### [Exercise]
Your task is to repeat the records exactly from the line containing "In this exercise you will indicate the building" onward, through the final line.

### [Input]
** Begin **
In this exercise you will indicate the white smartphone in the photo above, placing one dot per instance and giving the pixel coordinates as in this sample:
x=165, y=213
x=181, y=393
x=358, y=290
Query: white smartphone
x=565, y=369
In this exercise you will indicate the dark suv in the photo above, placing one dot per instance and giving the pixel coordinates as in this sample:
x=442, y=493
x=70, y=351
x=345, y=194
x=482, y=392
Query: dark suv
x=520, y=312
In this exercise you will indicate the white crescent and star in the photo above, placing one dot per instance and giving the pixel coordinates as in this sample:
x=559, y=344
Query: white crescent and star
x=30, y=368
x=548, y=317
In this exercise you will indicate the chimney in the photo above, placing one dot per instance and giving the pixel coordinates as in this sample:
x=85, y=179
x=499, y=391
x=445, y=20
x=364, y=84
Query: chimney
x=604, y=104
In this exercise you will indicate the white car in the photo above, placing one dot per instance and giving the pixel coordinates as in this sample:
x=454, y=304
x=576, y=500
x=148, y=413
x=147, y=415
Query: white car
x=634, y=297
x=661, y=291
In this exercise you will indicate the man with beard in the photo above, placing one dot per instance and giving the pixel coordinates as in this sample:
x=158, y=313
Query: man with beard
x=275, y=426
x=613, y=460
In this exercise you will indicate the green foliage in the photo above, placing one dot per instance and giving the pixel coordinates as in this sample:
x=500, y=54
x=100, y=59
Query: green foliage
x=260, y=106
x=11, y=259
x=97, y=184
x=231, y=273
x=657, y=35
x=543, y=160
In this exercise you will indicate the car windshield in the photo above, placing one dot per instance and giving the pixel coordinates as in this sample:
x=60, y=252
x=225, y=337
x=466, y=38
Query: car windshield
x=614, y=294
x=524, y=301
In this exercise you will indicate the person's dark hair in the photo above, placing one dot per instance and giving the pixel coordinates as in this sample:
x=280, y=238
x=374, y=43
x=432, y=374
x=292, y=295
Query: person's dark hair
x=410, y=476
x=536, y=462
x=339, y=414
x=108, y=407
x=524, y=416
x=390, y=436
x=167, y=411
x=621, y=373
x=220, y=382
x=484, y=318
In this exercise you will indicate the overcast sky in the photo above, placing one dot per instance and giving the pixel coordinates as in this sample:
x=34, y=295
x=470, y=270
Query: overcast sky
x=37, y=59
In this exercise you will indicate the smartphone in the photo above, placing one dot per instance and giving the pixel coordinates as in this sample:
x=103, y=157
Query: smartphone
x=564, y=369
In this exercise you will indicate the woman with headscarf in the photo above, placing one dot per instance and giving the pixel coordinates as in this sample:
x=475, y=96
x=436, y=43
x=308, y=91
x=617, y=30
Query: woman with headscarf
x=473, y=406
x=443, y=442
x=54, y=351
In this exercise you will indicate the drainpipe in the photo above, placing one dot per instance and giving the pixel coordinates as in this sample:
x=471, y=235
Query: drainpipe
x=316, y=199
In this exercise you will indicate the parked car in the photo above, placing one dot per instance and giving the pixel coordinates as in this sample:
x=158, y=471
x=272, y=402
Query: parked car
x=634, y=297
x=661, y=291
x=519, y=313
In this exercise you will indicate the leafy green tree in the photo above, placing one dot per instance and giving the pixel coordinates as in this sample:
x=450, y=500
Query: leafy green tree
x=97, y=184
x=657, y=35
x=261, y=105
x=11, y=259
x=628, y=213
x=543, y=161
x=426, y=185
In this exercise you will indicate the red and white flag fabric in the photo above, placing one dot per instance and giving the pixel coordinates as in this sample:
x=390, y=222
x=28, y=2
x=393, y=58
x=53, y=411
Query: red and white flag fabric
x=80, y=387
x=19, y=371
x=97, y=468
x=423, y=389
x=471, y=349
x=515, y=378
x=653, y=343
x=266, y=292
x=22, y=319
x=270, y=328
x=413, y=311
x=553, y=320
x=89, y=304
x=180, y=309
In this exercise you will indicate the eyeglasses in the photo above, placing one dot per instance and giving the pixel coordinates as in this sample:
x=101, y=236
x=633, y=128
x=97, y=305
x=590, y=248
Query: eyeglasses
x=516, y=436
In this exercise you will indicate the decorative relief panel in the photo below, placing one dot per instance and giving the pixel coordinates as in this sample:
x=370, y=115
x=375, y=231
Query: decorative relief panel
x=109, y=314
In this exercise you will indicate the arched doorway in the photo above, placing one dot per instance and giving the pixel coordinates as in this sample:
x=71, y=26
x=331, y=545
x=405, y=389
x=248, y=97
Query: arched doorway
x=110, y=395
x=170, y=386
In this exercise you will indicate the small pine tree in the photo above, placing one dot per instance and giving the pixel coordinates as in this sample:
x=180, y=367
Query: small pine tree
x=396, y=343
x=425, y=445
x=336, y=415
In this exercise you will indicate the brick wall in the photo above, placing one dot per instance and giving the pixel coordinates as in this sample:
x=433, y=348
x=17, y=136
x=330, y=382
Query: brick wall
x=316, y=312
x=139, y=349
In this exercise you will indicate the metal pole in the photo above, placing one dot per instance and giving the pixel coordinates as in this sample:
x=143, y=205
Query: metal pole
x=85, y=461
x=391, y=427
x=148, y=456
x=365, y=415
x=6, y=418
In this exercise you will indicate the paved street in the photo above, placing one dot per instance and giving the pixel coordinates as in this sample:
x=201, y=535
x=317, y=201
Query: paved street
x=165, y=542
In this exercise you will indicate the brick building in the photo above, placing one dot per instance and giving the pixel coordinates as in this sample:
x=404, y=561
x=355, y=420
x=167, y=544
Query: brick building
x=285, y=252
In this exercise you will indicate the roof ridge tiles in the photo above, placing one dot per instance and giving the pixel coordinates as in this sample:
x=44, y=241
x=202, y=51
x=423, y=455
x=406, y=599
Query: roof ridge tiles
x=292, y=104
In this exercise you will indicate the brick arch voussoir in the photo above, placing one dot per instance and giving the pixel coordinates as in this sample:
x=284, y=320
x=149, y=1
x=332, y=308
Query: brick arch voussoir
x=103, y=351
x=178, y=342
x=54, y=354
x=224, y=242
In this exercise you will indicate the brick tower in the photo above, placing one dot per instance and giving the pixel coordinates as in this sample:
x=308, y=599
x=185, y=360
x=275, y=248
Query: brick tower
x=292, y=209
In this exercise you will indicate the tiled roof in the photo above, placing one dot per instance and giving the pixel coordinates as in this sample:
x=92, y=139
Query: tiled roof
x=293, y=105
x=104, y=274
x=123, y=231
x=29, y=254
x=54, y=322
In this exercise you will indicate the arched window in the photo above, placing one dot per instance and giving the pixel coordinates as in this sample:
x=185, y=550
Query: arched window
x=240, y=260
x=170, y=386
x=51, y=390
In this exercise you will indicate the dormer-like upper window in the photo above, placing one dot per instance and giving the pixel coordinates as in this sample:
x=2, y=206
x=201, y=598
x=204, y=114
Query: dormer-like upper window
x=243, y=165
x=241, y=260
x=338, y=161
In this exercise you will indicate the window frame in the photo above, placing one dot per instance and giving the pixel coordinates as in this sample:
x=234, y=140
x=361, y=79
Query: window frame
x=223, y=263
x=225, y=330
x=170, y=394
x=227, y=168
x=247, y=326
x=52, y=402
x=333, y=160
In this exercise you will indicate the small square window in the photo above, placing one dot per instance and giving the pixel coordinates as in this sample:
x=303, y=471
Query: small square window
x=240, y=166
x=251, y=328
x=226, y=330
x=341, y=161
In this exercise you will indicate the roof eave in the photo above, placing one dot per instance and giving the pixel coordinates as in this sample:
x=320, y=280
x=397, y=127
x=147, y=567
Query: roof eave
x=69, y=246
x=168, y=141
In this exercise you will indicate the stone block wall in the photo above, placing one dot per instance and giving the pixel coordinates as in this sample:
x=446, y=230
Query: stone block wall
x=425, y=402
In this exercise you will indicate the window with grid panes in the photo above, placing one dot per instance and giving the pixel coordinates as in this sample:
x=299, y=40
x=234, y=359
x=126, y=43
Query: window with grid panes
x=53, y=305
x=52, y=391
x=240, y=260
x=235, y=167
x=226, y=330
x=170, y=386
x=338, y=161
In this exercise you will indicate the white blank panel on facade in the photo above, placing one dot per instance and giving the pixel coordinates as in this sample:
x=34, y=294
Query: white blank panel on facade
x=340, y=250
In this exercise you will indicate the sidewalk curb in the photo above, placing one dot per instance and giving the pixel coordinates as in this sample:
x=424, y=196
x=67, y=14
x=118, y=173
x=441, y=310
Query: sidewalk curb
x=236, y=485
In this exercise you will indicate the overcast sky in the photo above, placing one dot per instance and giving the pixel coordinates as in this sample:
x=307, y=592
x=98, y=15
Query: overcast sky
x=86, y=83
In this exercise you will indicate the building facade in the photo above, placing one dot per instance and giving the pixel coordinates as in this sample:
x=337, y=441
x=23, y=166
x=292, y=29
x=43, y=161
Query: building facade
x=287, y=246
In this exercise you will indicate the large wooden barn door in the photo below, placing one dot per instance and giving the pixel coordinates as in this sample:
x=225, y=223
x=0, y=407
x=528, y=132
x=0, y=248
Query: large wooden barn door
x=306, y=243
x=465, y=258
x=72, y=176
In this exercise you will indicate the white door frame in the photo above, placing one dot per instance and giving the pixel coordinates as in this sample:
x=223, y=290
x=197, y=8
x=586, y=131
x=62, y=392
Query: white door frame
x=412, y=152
** End **
### [Written solution]
In this exercise you will indicate the building facade in the photo above, placing one dot per instance and giving the pixel coordinates as in this sample:
x=337, y=441
x=23, y=166
x=292, y=29
x=43, y=161
Query: building facade
x=287, y=246
In this exercise you will indicate the large wooden barn door in the photo below, placing one dot per instance and giving the pixel coordinates as in this sample:
x=225, y=223
x=0, y=407
x=528, y=132
x=0, y=248
Query: large wooden barn door
x=306, y=243
x=465, y=258
x=72, y=176
In this exercise you will indicate the white door frame in the photo above, placing one dot per instance and giving the pixel coordinates as in this sample:
x=223, y=290
x=197, y=8
x=586, y=131
x=62, y=392
Query: white door frame
x=412, y=152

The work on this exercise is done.